## EXERCISE MATERIALS:
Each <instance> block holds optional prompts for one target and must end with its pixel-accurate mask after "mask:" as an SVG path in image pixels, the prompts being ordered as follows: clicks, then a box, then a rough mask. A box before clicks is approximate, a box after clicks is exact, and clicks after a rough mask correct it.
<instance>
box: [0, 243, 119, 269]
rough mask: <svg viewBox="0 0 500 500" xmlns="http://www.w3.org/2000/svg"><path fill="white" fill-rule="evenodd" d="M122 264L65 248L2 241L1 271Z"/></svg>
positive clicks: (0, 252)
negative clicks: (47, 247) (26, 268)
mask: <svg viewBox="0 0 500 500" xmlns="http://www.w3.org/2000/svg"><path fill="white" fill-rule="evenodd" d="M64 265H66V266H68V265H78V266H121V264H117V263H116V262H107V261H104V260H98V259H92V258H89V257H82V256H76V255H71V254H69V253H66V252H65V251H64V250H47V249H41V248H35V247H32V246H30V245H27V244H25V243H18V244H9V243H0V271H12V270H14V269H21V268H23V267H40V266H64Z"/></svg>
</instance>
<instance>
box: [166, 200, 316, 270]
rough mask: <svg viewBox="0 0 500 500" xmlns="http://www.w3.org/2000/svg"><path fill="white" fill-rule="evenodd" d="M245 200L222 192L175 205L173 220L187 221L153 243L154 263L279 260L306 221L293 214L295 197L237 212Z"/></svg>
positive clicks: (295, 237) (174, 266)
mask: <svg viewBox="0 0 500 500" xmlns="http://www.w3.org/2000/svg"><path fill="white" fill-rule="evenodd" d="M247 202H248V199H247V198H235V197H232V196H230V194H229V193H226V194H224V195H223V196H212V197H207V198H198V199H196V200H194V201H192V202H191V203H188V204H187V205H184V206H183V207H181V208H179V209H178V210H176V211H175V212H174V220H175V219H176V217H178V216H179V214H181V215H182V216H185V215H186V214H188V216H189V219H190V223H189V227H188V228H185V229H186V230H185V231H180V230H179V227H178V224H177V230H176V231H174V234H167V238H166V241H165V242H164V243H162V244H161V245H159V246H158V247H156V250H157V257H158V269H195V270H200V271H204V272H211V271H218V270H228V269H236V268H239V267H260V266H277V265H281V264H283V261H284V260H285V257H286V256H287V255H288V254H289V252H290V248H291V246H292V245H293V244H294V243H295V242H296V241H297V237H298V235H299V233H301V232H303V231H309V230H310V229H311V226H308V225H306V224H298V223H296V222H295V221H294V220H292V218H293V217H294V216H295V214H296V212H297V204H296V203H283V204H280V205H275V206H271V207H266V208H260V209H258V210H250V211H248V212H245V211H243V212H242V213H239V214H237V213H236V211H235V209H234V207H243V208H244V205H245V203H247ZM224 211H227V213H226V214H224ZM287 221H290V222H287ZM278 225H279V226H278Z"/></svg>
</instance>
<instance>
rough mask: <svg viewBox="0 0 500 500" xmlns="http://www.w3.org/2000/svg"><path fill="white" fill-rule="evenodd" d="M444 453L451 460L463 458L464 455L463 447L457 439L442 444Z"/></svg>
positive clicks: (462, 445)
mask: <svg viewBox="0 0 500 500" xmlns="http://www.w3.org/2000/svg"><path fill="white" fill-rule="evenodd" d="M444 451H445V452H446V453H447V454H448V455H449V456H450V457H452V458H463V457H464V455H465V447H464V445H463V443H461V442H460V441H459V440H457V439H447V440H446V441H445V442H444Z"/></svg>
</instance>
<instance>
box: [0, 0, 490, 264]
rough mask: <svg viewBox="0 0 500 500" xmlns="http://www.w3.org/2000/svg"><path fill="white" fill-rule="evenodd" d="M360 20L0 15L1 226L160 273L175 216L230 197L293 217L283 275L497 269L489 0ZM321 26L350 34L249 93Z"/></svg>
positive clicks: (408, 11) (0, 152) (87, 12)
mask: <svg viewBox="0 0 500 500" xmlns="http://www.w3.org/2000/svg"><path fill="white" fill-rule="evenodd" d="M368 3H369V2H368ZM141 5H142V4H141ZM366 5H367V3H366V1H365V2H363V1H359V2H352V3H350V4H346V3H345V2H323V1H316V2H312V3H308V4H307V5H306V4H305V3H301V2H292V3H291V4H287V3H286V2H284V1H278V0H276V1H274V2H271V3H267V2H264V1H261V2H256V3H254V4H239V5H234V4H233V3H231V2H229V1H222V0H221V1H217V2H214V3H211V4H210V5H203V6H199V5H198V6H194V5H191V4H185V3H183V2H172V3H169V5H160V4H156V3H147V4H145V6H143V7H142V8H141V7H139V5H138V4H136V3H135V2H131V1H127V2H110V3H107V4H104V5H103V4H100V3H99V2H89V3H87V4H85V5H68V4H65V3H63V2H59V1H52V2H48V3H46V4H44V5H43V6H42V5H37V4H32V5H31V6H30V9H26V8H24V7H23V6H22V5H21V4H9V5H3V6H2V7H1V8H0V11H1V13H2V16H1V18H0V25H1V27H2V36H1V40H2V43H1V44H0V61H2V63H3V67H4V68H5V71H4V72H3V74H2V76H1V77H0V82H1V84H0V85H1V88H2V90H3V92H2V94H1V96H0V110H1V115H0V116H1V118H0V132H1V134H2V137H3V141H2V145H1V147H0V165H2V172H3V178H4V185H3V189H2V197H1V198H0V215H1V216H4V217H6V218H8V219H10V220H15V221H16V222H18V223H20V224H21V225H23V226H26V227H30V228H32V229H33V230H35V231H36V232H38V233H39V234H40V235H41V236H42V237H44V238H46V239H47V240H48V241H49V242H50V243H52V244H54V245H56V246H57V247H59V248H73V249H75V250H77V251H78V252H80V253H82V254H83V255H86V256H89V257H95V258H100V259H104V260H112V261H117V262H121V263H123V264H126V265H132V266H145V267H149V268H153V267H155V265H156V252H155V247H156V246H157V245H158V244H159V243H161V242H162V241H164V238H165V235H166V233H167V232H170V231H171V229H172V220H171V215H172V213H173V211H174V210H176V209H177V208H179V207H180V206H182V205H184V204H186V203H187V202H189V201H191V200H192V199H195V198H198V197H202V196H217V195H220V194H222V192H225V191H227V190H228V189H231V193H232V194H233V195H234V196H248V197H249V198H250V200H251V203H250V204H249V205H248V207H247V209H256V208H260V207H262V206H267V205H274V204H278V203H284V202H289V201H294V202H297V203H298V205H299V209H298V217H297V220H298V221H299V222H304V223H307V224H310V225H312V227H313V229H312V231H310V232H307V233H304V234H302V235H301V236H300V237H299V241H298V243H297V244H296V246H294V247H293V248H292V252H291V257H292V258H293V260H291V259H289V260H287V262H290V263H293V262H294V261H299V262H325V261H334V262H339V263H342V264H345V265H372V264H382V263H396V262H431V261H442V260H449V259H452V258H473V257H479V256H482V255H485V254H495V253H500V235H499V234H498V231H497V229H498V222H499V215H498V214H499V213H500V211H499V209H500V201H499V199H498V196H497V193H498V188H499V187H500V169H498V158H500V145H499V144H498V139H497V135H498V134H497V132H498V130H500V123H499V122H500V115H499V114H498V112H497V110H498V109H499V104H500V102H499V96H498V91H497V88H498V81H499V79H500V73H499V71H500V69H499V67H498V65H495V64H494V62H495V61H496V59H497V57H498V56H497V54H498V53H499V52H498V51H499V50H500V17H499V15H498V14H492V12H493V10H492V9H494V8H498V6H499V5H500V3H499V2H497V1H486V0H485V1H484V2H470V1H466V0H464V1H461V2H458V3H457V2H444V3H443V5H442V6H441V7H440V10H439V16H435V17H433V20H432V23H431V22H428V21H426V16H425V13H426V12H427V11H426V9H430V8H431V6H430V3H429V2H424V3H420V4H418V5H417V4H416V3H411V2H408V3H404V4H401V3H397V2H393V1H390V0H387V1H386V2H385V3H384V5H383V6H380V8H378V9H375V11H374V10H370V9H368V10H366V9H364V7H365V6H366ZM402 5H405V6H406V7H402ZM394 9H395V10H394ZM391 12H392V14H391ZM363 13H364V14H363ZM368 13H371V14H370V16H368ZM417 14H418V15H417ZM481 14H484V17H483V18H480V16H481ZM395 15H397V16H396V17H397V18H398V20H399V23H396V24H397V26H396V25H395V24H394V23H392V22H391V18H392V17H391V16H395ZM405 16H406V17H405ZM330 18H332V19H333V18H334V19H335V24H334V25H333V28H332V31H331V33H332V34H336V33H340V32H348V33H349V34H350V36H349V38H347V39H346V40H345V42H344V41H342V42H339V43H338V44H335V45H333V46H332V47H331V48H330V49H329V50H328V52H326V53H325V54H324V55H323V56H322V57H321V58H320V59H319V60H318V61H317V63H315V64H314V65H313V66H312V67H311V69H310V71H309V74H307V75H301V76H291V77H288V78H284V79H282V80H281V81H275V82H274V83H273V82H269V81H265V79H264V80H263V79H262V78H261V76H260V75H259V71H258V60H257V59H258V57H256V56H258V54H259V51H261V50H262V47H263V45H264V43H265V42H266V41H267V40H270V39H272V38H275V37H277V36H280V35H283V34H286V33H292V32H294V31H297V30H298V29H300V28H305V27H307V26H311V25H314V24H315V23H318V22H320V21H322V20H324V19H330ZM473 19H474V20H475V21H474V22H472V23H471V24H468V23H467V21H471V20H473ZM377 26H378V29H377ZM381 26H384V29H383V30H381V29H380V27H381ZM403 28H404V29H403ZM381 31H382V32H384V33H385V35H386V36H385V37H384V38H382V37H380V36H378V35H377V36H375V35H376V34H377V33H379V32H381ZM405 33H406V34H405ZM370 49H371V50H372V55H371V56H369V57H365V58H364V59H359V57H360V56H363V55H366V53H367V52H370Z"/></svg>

## EXERCISE GOAL:
Turn the items above, from their first line through the line containing "box: [0, 243, 119, 269]", into a numbered list with one line per entry and any blank lines left out.

## RESULT OF THIS EXERCISE:
1. Each <instance> block holds optional prompts for one target and must end with its pixel-accurate mask after "mask:" as an SVG path in image pixels, the prompts being ordered as follows: clicks, then a box, then a rough mask. A box before clicks is approximate, a box after clicks is exact, and clicks after a rough mask correct it.
2. <instance>
3. box: [0, 243, 119, 269]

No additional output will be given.